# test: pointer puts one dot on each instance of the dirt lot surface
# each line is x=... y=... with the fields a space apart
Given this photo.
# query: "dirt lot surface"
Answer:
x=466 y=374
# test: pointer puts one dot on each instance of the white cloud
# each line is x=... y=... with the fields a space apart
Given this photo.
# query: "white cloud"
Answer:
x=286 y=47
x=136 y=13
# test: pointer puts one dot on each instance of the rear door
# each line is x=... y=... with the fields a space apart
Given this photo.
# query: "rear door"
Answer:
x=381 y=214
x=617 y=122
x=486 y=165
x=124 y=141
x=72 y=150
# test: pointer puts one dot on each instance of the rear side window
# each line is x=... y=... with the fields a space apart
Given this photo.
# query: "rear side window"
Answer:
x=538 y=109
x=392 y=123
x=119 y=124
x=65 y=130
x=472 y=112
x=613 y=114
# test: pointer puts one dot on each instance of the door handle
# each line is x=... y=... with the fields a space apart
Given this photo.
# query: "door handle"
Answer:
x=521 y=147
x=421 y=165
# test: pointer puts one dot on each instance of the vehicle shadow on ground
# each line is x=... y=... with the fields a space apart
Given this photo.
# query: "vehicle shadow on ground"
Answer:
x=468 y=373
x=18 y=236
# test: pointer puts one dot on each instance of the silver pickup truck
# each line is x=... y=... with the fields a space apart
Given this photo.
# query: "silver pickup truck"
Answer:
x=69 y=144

> _TASK DETAILS_
Your response must contain the complete listing, copied without deviation.

> _TASK RESULT_
# test: pointer puts one dot on each instance of the dirt lot surface
# each line is x=... y=... with the fields a space apart
Given this photo.
# query: "dirt lot surface"
Answer:
x=466 y=374
# test: pointer puts one dot on each instance of the white cloud
# each line is x=... y=... with the fields a space apart
Given this photo.
# query: "white cloud"
Answer:
x=286 y=47
x=136 y=13
# test: pointer puts one dot on each instance of the rear door
# each line is x=... y=... with the fields a space apart
Given this photo.
# query: "rear door"
Answer:
x=381 y=214
x=617 y=122
x=486 y=165
x=124 y=141
x=72 y=150
# test: pointer puts one dot on each instance of the rear side window
# each line is x=... y=... with the fields a space apart
Given this photo.
# query: "rear side window"
Answer:
x=538 y=109
x=392 y=123
x=119 y=124
x=65 y=130
x=472 y=112
x=613 y=114
# test: pointer puts one dot on each instance of the door handle
# each line is x=... y=... with the fields a space apart
Given this photo.
# query: "door handle"
Answer:
x=521 y=147
x=421 y=165
# test: pointer puts one dot on each instance of the vehicle shadow on ground
# each line is x=... y=... with the fields a space apart
Given this photo.
# query: "vehicle shadow on ground"
Answer:
x=468 y=373
x=18 y=236
# test: pointer puts one dot on each instance of the silver pickup truck
# each line is x=... y=... with the fields a space apart
Given this photo.
# query: "silver pickup truck"
Answer:
x=69 y=144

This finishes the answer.